SOURCE RECORDS:
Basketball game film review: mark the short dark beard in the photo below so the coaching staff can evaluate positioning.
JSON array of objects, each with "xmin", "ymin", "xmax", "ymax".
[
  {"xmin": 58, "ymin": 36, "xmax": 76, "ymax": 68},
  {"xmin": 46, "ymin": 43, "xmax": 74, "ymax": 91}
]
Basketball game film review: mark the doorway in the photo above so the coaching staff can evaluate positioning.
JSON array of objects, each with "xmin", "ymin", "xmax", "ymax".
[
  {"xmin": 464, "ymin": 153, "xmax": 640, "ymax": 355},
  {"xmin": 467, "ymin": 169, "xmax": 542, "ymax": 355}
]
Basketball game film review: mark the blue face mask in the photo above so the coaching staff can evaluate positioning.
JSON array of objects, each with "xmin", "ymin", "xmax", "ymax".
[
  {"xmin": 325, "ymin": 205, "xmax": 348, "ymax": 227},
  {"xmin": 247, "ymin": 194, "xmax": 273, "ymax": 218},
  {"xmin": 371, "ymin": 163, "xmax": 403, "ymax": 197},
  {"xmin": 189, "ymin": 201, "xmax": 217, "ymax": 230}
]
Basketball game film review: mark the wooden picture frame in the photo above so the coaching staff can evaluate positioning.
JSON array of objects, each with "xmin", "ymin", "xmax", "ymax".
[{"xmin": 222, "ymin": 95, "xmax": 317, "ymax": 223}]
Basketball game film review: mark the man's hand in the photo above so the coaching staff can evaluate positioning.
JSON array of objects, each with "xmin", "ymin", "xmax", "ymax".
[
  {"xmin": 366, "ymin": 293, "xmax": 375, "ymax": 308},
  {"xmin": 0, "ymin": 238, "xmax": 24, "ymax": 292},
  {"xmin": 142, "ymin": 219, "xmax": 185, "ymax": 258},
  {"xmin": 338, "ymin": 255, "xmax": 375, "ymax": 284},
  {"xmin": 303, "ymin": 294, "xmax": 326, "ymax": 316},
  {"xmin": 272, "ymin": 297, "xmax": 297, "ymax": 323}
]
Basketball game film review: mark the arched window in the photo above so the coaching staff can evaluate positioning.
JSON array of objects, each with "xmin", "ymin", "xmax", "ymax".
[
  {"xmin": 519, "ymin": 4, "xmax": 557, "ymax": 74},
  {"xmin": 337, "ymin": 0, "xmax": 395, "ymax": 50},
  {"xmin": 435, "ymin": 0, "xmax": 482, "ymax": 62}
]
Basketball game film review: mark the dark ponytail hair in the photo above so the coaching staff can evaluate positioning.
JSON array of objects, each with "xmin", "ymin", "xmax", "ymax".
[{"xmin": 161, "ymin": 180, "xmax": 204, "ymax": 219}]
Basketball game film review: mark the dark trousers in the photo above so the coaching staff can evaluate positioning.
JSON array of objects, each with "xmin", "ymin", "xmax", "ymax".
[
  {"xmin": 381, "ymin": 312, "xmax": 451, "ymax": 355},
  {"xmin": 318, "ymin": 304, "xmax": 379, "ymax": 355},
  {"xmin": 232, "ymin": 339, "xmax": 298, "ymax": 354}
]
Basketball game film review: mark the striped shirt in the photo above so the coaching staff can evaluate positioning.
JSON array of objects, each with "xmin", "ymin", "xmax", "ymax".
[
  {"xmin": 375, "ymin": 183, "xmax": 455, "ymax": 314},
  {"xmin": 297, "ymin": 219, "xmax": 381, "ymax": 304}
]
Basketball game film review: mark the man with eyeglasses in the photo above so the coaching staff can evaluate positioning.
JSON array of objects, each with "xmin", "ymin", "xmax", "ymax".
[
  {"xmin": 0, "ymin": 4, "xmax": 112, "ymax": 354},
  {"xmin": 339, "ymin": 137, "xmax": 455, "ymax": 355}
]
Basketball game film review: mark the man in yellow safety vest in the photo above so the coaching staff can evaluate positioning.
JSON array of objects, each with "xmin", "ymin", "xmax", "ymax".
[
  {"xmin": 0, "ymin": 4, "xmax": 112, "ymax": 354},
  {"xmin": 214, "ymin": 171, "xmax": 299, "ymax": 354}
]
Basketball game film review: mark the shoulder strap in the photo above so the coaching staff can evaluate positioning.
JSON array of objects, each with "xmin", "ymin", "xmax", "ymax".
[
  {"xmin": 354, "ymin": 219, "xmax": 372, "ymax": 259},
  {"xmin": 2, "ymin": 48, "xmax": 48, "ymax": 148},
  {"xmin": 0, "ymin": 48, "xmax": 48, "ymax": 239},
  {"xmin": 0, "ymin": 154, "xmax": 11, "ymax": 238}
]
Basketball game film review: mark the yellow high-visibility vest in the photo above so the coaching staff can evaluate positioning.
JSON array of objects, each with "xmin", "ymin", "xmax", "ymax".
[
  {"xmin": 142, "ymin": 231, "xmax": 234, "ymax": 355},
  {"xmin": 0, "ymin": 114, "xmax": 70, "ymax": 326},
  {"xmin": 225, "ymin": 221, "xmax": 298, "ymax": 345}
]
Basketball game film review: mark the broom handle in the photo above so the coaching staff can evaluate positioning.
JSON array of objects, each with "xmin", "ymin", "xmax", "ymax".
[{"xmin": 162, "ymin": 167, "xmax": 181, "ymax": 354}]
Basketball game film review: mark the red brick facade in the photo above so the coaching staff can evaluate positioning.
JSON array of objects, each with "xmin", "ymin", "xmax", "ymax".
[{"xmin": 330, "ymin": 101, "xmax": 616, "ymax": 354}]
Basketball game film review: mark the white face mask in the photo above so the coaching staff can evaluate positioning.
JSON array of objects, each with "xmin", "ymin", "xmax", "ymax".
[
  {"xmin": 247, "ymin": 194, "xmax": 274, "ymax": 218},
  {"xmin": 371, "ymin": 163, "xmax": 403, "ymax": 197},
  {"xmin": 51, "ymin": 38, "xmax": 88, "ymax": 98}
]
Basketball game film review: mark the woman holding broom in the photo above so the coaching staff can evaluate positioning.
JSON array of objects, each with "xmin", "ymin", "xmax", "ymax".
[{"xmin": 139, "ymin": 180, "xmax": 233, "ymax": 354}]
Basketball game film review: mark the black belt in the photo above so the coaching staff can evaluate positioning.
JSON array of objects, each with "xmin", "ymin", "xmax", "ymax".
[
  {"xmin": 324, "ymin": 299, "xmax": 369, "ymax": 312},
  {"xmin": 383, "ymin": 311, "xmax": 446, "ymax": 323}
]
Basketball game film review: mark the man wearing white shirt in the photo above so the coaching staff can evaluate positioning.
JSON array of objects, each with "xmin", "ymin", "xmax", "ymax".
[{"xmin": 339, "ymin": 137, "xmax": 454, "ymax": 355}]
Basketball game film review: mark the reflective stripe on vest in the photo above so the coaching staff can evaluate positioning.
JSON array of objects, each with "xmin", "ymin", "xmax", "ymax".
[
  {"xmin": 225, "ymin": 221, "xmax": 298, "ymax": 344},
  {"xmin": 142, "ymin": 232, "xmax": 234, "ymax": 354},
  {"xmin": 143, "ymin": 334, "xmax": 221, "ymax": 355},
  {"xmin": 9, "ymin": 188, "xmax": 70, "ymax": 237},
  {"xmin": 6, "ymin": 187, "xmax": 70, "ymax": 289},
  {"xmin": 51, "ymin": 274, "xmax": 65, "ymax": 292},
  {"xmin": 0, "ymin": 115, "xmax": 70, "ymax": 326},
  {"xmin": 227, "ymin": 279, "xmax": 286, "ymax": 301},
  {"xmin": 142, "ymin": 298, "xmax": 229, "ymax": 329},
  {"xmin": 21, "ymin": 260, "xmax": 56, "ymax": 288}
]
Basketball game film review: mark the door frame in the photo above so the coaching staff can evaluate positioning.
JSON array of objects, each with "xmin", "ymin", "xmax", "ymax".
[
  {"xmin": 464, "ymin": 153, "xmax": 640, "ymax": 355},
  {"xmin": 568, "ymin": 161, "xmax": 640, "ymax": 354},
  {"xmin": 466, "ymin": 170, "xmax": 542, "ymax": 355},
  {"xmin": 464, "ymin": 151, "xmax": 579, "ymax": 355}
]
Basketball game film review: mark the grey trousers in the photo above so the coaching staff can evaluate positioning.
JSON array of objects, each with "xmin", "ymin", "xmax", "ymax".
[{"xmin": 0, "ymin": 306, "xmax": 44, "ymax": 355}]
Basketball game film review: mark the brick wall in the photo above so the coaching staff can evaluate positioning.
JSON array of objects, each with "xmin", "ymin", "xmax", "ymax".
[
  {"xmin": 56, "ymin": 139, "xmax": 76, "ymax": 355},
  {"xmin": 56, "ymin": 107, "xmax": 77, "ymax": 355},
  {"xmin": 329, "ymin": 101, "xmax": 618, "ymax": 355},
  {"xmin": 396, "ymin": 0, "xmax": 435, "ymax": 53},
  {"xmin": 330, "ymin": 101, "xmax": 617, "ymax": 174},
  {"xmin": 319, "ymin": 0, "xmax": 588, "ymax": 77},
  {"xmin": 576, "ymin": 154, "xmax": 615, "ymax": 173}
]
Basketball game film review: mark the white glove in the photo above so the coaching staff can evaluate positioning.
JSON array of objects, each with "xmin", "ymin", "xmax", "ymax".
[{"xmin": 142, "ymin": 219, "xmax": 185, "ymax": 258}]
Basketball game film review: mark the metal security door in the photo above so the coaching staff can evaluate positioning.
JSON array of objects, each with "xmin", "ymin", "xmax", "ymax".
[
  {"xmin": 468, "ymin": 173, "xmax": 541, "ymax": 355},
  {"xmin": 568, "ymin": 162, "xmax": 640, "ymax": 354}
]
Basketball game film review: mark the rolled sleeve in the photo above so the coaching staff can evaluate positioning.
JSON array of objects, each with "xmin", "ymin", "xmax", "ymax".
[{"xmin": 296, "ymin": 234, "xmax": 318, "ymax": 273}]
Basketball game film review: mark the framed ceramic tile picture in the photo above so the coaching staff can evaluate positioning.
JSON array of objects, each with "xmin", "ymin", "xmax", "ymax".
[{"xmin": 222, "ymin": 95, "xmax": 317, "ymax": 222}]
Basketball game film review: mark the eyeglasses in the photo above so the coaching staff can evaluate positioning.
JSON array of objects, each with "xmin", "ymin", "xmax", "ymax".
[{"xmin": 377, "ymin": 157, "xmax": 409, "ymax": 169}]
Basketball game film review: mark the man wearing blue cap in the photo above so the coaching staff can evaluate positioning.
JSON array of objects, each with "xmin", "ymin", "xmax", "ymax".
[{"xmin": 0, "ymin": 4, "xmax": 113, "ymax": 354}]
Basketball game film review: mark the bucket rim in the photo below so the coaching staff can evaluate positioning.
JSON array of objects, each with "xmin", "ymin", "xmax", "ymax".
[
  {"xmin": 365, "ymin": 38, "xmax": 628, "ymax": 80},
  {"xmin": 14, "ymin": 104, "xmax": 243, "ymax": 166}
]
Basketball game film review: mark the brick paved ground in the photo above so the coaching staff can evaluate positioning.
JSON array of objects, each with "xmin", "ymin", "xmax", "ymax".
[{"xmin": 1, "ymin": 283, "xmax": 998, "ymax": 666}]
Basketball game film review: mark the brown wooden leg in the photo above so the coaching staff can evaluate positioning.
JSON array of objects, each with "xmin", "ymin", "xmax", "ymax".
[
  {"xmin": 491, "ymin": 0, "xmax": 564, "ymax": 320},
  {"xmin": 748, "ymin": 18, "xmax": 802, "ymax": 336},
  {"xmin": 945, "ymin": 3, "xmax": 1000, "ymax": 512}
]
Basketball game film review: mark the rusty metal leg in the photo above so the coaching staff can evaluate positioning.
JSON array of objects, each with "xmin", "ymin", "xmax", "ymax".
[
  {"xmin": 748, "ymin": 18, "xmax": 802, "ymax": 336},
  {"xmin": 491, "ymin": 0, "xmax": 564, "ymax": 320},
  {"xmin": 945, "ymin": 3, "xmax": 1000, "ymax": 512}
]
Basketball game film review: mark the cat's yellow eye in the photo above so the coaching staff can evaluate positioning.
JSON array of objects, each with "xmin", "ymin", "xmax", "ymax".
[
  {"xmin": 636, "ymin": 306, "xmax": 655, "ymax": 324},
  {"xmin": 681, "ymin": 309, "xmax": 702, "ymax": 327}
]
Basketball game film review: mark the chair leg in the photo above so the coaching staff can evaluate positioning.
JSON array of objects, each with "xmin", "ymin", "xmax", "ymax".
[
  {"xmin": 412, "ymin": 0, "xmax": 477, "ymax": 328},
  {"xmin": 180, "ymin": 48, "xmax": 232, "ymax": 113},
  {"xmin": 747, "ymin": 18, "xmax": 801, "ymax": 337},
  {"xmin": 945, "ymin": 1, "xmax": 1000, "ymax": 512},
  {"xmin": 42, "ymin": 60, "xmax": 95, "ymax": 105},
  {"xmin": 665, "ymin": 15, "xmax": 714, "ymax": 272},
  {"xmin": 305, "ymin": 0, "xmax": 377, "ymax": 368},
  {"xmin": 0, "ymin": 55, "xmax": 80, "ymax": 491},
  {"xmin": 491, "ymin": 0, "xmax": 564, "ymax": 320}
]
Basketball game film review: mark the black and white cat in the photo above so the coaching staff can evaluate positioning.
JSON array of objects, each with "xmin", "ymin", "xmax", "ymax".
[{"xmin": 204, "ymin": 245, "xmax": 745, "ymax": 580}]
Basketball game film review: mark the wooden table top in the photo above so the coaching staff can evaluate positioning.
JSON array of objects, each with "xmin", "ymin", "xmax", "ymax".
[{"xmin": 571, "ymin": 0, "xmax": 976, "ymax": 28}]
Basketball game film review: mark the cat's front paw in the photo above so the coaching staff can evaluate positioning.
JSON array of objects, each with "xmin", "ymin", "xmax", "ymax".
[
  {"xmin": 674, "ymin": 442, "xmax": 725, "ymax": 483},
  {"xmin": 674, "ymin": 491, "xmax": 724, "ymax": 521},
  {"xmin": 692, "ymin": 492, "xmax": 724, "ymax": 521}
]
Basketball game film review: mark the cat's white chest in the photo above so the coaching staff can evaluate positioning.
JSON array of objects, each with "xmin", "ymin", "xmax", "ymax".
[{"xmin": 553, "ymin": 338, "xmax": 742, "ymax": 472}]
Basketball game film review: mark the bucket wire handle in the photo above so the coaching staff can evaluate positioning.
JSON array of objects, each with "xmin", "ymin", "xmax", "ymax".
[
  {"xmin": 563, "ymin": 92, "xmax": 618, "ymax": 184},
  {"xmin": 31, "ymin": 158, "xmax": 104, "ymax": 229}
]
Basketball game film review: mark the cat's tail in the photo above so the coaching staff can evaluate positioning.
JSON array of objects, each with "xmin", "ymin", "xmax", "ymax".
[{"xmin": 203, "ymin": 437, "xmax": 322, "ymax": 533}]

TRY IT: When the line with "Basketball game film review: mark the man wearing blue" is reached in the data above, start copying there, and copy each line exactly until the line with "Basketball game film review: mark the brown" has been copied; copy nothing else.

ANSWER SECTION:
Basketball game film review: mark the man wearing blue cap in the photo above so the coaching staff can evaluate positioning.
JSON array of objects, each with "xmin", "ymin", "xmax", "ymax".
[{"xmin": 0, "ymin": 4, "xmax": 113, "ymax": 354}]
Basketball game film review: mark the bucket rim in the photo below so the coaching staff can evaluate positioning.
JSON array of objects, each with "xmin", "ymin", "xmax", "ymax".
[
  {"xmin": 365, "ymin": 38, "xmax": 628, "ymax": 80},
  {"xmin": 14, "ymin": 104, "xmax": 243, "ymax": 166}
]
Basketball game film review: mark the brick paved ground in the photo above so the coaching staff can evaluate positioning.
JSON array of objects, each with "xmin", "ymin", "xmax", "ymax".
[{"xmin": 1, "ymin": 283, "xmax": 998, "ymax": 666}]
Basketball game film review: mark the brown wooden leg in the photo above so the coaching staff can evaluate positioning.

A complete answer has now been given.